Working data
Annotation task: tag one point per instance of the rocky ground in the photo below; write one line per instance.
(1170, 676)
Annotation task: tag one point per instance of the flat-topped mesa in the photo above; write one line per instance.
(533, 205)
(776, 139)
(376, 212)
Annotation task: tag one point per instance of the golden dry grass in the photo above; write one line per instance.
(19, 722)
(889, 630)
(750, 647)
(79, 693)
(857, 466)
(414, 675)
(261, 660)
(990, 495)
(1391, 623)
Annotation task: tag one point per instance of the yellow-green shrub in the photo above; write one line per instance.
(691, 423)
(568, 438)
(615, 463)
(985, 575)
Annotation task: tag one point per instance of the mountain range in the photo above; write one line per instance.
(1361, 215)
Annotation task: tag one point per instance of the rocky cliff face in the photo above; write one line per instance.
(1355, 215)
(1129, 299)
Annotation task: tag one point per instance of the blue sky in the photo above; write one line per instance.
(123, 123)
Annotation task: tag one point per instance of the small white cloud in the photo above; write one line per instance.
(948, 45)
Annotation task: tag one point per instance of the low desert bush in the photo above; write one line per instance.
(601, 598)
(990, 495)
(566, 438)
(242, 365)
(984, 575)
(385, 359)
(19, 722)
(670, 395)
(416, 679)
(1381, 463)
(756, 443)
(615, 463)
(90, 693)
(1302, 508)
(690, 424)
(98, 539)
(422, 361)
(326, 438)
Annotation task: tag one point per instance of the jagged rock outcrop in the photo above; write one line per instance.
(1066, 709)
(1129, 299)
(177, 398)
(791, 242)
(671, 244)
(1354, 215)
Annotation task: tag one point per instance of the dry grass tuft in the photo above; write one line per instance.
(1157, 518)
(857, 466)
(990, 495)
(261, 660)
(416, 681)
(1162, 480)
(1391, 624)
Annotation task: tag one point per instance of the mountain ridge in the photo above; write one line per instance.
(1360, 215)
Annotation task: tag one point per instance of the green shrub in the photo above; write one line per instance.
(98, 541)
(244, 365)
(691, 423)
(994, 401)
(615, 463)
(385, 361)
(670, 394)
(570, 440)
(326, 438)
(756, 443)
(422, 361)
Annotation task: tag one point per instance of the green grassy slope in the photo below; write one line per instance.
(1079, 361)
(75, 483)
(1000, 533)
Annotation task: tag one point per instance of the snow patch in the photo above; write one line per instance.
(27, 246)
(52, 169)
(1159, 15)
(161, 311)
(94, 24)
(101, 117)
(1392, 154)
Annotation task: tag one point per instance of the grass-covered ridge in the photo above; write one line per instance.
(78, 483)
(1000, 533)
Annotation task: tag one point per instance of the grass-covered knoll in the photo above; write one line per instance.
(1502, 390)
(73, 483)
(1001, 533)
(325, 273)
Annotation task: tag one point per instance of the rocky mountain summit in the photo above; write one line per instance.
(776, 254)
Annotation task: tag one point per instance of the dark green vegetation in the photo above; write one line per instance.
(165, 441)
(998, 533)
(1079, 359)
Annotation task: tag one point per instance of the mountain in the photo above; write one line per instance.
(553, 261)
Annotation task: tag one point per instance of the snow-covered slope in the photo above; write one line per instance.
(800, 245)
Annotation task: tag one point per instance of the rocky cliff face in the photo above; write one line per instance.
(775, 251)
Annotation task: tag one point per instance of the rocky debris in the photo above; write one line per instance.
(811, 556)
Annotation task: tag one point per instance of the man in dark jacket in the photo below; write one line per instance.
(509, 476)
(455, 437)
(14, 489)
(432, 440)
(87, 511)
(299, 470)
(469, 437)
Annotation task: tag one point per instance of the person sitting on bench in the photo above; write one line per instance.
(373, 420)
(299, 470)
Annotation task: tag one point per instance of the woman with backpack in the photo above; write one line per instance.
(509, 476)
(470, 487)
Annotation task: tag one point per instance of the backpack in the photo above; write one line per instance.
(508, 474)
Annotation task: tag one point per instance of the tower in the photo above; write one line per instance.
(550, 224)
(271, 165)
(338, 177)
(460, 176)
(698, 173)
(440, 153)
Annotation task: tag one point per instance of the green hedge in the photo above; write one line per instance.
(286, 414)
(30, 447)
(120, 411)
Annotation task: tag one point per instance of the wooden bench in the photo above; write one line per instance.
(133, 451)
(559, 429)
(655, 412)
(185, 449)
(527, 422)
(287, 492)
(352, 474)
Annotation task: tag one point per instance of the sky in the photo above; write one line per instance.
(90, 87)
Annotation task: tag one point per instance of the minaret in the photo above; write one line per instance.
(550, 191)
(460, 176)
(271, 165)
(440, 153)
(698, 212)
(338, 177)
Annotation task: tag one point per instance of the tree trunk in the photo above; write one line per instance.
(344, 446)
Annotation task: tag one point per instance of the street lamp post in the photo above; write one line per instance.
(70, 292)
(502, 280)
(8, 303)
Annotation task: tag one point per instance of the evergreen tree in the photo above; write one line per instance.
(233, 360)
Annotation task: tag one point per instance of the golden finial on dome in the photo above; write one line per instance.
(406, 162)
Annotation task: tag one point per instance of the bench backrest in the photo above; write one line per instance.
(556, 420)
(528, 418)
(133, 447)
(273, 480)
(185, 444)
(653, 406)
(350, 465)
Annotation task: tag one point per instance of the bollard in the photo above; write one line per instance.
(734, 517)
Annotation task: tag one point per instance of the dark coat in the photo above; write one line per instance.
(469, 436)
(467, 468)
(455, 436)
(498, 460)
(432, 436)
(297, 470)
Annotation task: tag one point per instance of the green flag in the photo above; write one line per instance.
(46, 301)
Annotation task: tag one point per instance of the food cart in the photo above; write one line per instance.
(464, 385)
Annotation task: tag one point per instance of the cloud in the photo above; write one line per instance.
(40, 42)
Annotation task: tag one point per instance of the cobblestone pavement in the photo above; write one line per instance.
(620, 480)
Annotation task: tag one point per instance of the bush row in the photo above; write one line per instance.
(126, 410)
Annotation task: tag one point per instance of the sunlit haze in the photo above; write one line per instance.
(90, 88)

What this task involves
Repeat the records above exactly, from the first line to the last.

Solution to this problem
Annotation task: tag one point per instance of the rocky ground in the photo below; write one line per instance.
(1170, 676)
Annotation task: tag one point per instance of the flat-topped mesa in the photo above; write one line per instance.
(533, 205)
(776, 139)
(376, 212)
Annotation task: tag one point per instance of the golden dry grass in the photo above; write one line per instance.
(19, 722)
(889, 630)
(750, 647)
(79, 693)
(857, 466)
(414, 675)
(261, 660)
(990, 495)
(1391, 623)
Annotation task: tag one point per instance of the yellow-green shrub in the photo above; write one line per instance.
(691, 423)
(568, 438)
(615, 463)
(985, 575)
Annotation task: tag one point per instance of the mountain range in the photo above; write one line per instance.
(1361, 215)
Annotation task: tag one point per instance of the rocky cliff face in the photo above; write one line per instance.
(1355, 215)
(1129, 299)
Annotation task: tag one point per instance of the blue sky in the photo above; write one line per instance.
(123, 123)
Annotation task: tag one point per instance of the small white cloud in the photo above; write one line per instance.
(948, 45)
Annotation task: tag one point per instance of the low desert bush in the photo above; write one line per instance.
(601, 598)
(990, 495)
(566, 438)
(242, 365)
(984, 575)
(385, 359)
(19, 722)
(670, 395)
(416, 679)
(1381, 463)
(756, 443)
(615, 463)
(90, 693)
(1302, 508)
(690, 424)
(98, 539)
(422, 361)
(326, 438)
Annotation task: tag one point per instance of the jagged rock outcrop in the photo above; write one line per instance.
(1066, 709)
(1129, 299)
(177, 398)
(791, 242)
(671, 244)
(1354, 215)
Annotation task: tag one point per instance of the dry grass tuft in the photo above; write one line per instance.
(1157, 518)
(857, 466)
(990, 495)
(261, 660)
(416, 681)
(1162, 480)
(1391, 624)
Annotation task: tag one point per instance of the mountain ridge in the photo above; write one line per instance.
(1360, 215)
Annotation task: tag one point per instance of the green shrub in the photo above; write one line per instance.
(98, 541)
(244, 365)
(691, 423)
(994, 401)
(615, 463)
(385, 361)
(670, 394)
(570, 440)
(326, 438)
(756, 443)
(422, 361)
Annotation task: tag one point per instance of the green grassy slope in the photo below; write one line per instance.
(1079, 361)
(75, 483)
(1000, 533)
Annotation task: tag one point per instance of the snow patch in the photo above; write one line per instance.
(27, 246)
(52, 169)
(1159, 15)
(161, 311)
(94, 24)
(101, 117)
(1392, 154)
Annotation task: tag one point per instance of the grass-covered ridge in the photo above; write one line per instance.
(78, 483)
(1000, 533)
Annotation task: tag one point per instance of the grass-covered knoll in the photo above; write one line per instance.
(1502, 390)
(73, 483)
(1001, 533)
(325, 273)
Annotation task: tag one point per instance of the rocky mountain summit in the photo above; write one line per instance.
(776, 254)
Annotation task: tag one point per instance of the dark green vegetation in the photo above; write one line per instance.
(165, 441)
(998, 533)
(1079, 359)
Annotation task: tag one point per instance of the mountain in the photo above; write one line per instance.
(553, 261)
Annotation task: tag one point per instance of the snow-covered slope in the photo above; write one line per instance.
(800, 245)
Annotation task: tag one point per instance of the rocky cliff face in the photo above; write one line per instance.
(775, 251)
Annotation task: tag one point per instance of the rocky debris in the photo above; write one line per instance.
(811, 556)
Annotation task: tag one point per instance of the man in dark jacket in the photo below; write one line per instance.
(509, 476)
(455, 437)
(14, 489)
(432, 440)
(87, 511)
(299, 470)
(469, 437)
Annotation task: tag one point per instance of the person sitting on bench in the photo above; write one line per instance.
(373, 420)
(299, 470)
Annotation task: tag one point per instance of the woman with backpack in the photo above; write one line per instance.
(509, 476)
(470, 487)
Annotation task: tag one point per instance of the backpack in the photo above; write one line per instance.
(508, 474)
Annotation task: tag one point per instance of the tower in the photo above; write one line per instance.
(550, 224)
(271, 165)
(338, 177)
(460, 176)
(698, 173)
(440, 153)
Annotation task: tag one point per instance of the green hedge in the photo above; write one line per instance.
(286, 414)
(30, 447)
(120, 411)
Annotation task: tag one point per instance of the wooden bench in the photo above; write one line per instance.
(133, 451)
(559, 429)
(655, 412)
(185, 449)
(527, 422)
(287, 492)
(352, 474)
Annotation task: tag one point per instance of the sky in the photo above; write one line per instance.
(90, 87)
Annotation task: tag one point per instance of the minaret in the photo above; write one line per instance.
(550, 191)
(460, 176)
(271, 165)
(440, 153)
(698, 212)
(338, 177)
Annotation task: tag one point per instance of the tree trunk in the photo above; write one line per instance.
(344, 446)
Annotation task: tag one point per instance of the street lamp post in the photo above; write one line per instance.
(70, 292)
(502, 280)
(8, 303)
Annotation task: tag one point per instance of the evergreen tree in the photo above; write one line per instance.
(233, 360)
Annotation task: tag one point per instance of the golden finial on dome in the photo above; write one line per instance.
(406, 162)
Annotation task: tag one point per instance of the bench backrest in the photo above; write one line per instance.
(556, 420)
(528, 418)
(133, 447)
(273, 480)
(185, 444)
(653, 406)
(350, 465)
Annotation task: tag one point per instance of the bollard in the photo above; write one line per instance.
(734, 517)
Annotation task: tag one point per instance of the dark coat in the photo above; write one line per instance.
(469, 436)
(467, 468)
(455, 436)
(498, 460)
(432, 436)
(297, 470)
Annotation task: tag one point per instance of the green flag in the photo above; write one line per instance.
(46, 301)
Annotation task: tag one point per instance of the food cart in the photo above; write one line per instance.
(464, 385)
Annotation task: tag one point per instance of the cloud in the photo above; write one line per instance.
(40, 42)
Annotation task: tag one point per instance of the cobblestone pavement in the photo above; write one line per instance.
(620, 480)
Annotation task: tag one point per instance of the bush row in the photo above; write one line per instance.
(126, 410)
Annotation task: tag one point per instance of the sunlit haze in the photo above; write one line per instance.
(90, 88)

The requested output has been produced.